■ OBJECTIVE
Report how many lines in the entries below contain the string "feather". Give only the number.

**** DATASET ROWS ****

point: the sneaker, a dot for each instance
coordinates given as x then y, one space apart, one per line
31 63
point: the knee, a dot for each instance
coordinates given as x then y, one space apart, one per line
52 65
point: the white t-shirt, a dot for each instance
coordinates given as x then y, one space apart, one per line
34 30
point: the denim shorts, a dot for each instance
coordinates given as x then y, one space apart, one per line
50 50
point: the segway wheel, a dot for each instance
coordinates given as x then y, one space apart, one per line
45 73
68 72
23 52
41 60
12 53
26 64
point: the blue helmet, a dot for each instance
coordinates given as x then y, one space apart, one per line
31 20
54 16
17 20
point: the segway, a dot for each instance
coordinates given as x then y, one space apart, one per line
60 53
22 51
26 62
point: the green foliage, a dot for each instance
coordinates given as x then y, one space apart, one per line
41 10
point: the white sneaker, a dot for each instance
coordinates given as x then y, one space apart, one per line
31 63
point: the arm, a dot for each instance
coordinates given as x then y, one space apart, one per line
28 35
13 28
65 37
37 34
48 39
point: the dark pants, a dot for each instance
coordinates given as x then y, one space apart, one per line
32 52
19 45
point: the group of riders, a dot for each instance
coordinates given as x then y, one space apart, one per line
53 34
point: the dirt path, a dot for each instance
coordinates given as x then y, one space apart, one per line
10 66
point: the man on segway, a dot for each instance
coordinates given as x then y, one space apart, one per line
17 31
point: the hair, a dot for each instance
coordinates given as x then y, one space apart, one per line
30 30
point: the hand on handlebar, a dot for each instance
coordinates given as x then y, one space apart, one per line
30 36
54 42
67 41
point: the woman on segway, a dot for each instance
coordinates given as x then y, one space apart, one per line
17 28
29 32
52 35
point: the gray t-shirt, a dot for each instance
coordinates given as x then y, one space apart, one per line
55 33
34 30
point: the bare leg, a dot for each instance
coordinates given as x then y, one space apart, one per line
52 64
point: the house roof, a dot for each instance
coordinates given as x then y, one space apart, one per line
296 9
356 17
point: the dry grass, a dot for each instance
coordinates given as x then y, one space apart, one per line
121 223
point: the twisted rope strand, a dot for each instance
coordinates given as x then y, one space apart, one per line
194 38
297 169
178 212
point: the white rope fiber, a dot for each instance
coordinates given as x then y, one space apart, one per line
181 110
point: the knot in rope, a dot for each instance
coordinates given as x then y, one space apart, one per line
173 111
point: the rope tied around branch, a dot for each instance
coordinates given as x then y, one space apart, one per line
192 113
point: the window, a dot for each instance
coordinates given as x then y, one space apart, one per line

****
**** DATASET ROWS ****

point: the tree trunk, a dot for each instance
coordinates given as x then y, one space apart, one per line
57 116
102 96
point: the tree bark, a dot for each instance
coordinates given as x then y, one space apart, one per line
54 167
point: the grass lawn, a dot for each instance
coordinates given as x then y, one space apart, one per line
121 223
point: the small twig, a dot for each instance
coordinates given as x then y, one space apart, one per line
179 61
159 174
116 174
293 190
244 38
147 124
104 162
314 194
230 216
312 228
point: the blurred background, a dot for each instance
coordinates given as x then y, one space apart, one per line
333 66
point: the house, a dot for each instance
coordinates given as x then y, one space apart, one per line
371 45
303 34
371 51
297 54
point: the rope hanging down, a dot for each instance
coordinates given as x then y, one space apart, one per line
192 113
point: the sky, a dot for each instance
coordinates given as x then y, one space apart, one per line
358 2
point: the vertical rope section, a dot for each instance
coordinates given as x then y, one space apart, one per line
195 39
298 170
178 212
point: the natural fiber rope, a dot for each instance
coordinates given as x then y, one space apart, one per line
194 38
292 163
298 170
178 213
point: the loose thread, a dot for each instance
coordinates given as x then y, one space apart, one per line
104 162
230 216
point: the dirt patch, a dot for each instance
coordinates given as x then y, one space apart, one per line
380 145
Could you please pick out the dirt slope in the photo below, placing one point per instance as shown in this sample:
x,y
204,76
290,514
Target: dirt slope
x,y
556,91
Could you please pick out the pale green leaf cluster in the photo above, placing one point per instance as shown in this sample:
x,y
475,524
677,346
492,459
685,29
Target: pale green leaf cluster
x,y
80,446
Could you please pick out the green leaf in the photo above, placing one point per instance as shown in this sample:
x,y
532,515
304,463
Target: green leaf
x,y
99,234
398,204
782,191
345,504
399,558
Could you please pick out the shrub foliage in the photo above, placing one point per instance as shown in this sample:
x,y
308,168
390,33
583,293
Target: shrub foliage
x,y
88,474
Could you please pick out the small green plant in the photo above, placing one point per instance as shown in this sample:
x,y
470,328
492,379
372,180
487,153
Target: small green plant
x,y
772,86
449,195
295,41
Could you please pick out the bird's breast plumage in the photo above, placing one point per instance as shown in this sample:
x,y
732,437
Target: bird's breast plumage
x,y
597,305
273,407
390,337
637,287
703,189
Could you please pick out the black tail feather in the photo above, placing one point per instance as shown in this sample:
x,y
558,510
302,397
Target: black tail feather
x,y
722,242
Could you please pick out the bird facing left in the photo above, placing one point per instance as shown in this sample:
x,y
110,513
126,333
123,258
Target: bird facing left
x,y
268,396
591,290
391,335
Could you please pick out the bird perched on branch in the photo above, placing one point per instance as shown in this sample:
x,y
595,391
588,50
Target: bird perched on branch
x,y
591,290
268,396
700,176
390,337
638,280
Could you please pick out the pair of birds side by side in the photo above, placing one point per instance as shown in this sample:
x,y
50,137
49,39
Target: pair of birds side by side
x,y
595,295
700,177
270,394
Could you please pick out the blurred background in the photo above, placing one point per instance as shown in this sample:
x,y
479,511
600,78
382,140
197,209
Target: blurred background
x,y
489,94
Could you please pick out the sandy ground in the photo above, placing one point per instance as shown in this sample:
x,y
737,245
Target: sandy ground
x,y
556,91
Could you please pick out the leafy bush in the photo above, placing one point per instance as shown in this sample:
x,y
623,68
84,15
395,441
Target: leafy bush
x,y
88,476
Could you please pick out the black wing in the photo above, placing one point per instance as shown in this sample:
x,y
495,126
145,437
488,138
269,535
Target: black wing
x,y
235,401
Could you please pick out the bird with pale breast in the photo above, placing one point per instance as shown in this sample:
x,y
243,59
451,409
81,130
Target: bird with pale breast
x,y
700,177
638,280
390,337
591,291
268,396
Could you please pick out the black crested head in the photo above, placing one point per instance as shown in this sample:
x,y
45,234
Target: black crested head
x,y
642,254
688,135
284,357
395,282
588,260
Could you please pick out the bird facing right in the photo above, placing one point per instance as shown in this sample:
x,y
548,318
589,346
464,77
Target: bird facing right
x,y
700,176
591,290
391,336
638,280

****

■ EXERCISE OUTPUT
2